**What to work on:** Note each line of the listing that contains the string "komodo", and copy it.

************

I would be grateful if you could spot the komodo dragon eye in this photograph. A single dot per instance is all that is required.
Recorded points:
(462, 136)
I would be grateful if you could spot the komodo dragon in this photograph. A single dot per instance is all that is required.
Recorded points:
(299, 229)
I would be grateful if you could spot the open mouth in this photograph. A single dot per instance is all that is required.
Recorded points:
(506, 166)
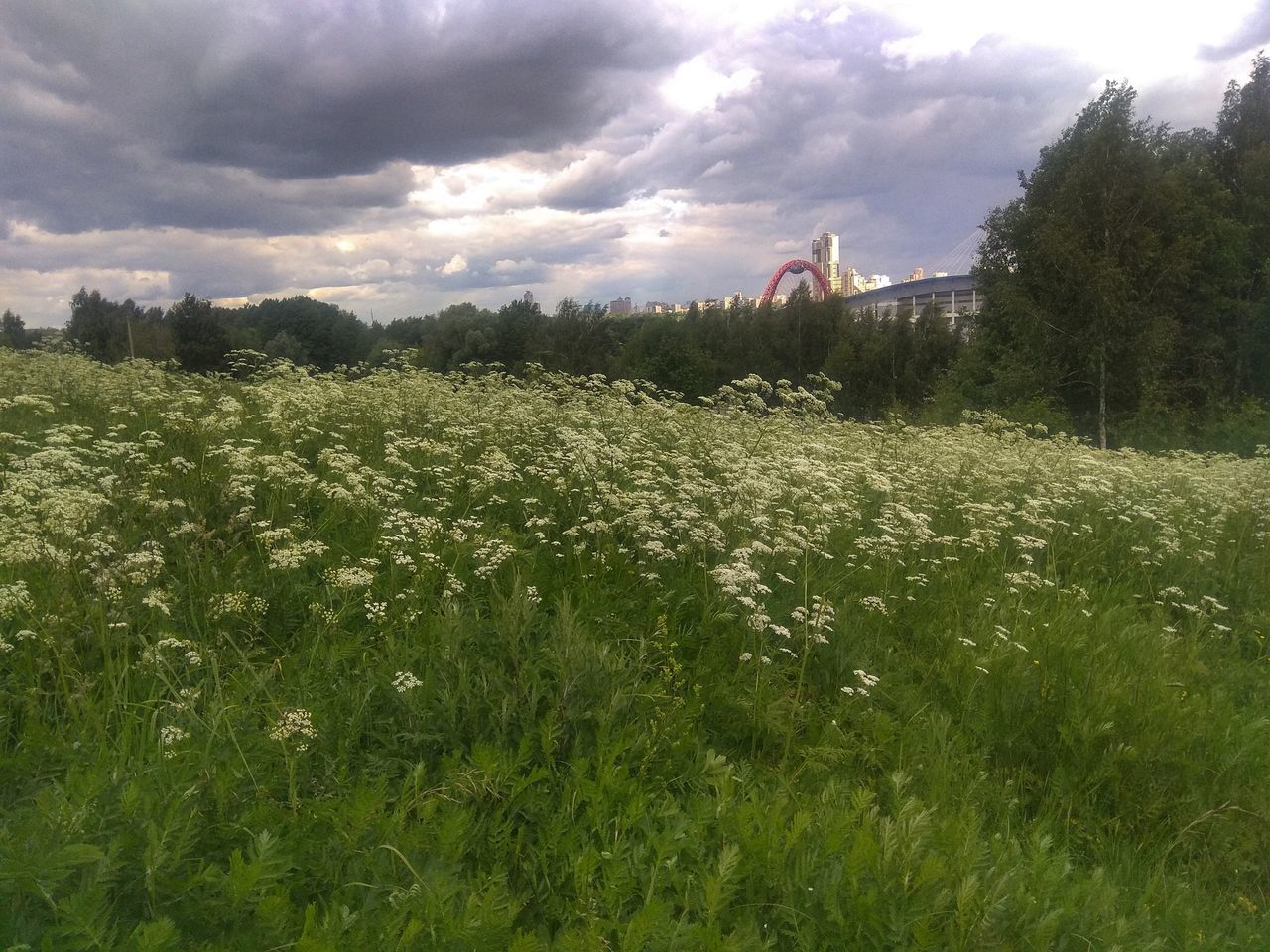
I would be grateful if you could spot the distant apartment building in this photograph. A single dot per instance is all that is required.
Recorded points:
(825, 257)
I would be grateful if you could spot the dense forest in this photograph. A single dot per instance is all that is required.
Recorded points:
(1127, 299)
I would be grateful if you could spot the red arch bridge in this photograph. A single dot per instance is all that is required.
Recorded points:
(797, 266)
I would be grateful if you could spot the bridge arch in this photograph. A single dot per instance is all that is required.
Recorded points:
(795, 266)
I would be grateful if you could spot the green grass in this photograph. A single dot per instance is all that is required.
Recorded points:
(1067, 746)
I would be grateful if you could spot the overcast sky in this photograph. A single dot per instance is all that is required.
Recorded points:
(395, 157)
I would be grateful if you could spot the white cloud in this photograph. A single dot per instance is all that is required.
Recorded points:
(697, 86)
(454, 264)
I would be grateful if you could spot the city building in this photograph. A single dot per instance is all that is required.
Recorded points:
(825, 257)
(952, 294)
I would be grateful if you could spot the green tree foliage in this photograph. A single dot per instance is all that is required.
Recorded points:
(13, 331)
(199, 338)
(109, 331)
(1089, 276)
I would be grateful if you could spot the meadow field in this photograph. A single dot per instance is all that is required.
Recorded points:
(395, 660)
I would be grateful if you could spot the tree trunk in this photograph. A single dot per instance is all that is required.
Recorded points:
(1102, 399)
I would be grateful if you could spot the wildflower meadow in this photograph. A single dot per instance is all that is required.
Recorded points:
(382, 658)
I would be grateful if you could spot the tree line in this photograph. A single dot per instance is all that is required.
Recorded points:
(1127, 299)
(887, 363)
(1128, 287)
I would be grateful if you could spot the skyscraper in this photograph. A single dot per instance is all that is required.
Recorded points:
(825, 255)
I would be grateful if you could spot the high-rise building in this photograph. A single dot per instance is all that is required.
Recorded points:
(825, 255)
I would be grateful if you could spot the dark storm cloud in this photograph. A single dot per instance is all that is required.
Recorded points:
(832, 125)
(1251, 36)
(231, 113)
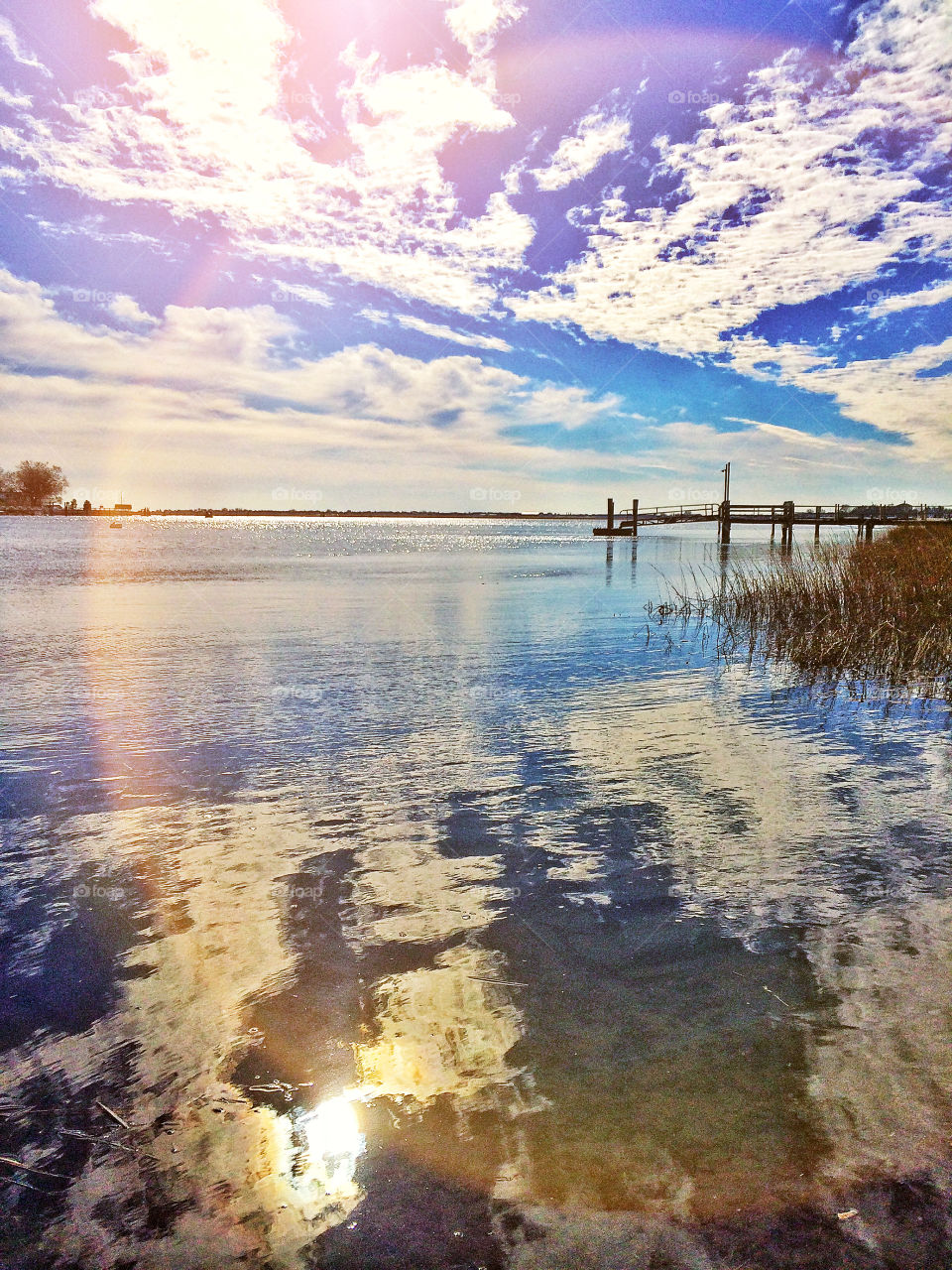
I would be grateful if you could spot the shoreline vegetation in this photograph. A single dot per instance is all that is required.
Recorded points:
(867, 611)
(311, 515)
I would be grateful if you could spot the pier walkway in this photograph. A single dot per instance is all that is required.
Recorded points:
(785, 515)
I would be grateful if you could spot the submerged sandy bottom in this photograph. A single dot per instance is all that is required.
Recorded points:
(416, 907)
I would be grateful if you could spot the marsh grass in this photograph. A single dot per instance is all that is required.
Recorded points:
(878, 610)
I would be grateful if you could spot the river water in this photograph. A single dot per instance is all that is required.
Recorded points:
(419, 902)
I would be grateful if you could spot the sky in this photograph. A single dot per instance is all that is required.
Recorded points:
(477, 254)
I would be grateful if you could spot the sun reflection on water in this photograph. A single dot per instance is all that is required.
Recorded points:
(334, 1144)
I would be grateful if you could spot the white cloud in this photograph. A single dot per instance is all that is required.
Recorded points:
(597, 136)
(10, 42)
(475, 23)
(200, 126)
(774, 190)
(301, 291)
(128, 313)
(492, 343)
(206, 381)
(889, 393)
(892, 304)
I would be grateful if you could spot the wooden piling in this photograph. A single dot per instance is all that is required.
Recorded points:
(787, 536)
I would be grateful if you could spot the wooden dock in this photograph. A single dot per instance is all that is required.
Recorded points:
(787, 516)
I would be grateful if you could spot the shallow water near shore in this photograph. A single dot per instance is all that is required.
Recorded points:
(417, 901)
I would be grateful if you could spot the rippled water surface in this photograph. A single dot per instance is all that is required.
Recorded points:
(417, 902)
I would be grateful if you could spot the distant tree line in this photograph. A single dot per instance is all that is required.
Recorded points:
(31, 486)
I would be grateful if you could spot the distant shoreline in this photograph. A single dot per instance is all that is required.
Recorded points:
(200, 512)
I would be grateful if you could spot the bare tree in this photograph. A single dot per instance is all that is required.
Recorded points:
(37, 483)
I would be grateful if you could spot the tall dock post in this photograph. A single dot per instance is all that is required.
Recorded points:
(787, 534)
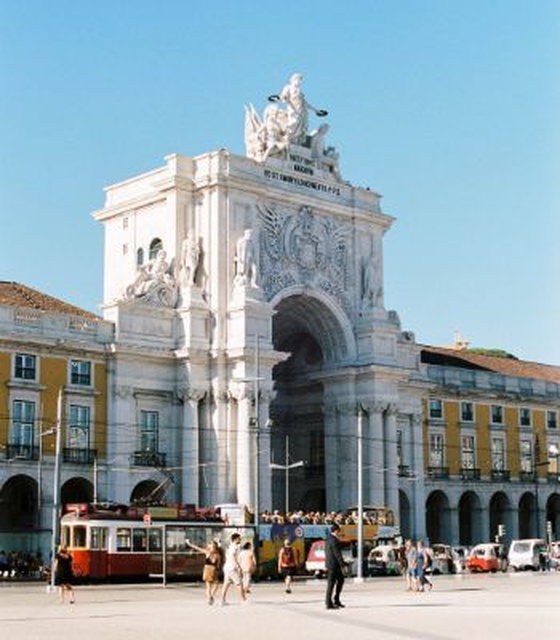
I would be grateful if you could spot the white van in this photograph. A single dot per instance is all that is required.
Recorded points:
(525, 554)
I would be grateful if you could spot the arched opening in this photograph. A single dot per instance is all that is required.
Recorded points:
(500, 514)
(438, 518)
(19, 504)
(553, 514)
(469, 520)
(404, 515)
(76, 490)
(147, 492)
(527, 516)
(308, 328)
(155, 245)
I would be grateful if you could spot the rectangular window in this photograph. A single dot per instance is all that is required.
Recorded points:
(124, 540)
(80, 372)
(526, 456)
(436, 450)
(23, 423)
(79, 427)
(497, 414)
(498, 454)
(436, 409)
(467, 452)
(149, 427)
(25, 366)
(525, 417)
(467, 412)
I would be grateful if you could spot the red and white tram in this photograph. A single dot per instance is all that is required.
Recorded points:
(128, 543)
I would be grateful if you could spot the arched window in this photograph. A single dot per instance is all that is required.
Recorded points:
(155, 245)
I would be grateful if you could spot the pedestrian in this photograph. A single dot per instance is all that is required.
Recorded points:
(287, 564)
(248, 564)
(212, 565)
(335, 566)
(63, 574)
(232, 569)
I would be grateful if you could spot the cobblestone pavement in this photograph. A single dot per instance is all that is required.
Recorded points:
(472, 606)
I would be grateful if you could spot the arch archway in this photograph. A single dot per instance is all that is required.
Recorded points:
(500, 512)
(76, 490)
(553, 514)
(318, 337)
(527, 516)
(438, 518)
(19, 504)
(147, 491)
(469, 519)
(404, 515)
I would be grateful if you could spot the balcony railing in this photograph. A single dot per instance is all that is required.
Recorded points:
(470, 474)
(501, 475)
(22, 452)
(526, 476)
(79, 456)
(148, 459)
(438, 473)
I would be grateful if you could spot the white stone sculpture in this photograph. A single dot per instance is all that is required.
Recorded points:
(191, 253)
(246, 260)
(155, 283)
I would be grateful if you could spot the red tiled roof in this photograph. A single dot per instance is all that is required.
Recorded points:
(20, 295)
(505, 366)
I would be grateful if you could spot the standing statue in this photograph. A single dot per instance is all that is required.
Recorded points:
(155, 283)
(190, 260)
(246, 260)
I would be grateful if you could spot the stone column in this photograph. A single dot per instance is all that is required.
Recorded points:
(419, 494)
(332, 467)
(376, 454)
(391, 465)
(190, 447)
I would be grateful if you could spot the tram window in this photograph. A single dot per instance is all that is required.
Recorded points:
(98, 538)
(79, 537)
(139, 540)
(154, 539)
(123, 540)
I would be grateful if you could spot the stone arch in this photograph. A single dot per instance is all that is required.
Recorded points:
(76, 490)
(147, 491)
(438, 517)
(553, 514)
(19, 504)
(405, 515)
(315, 313)
(527, 515)
(470, 532)
(500, 513)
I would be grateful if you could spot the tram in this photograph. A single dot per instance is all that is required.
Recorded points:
(127, 543)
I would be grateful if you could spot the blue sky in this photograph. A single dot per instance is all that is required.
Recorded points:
(450, 109)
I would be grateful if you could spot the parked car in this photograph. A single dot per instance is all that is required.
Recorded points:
(486, 557)
(526, 554)
(383, 561)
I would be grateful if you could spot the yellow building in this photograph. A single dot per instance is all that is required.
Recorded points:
(491, 443)
(48, 347)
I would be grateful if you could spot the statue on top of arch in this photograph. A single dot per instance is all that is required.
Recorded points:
(283, 128)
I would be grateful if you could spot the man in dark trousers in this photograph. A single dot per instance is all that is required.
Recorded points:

************

**Finished task:**
I would be grateful if you could spot the komodo dragon eye in this photograph. A single dot per instance is all that is required.
I would be grateful if you could spot the komodo dragon in this photograph. A single dot per instance is all that is required.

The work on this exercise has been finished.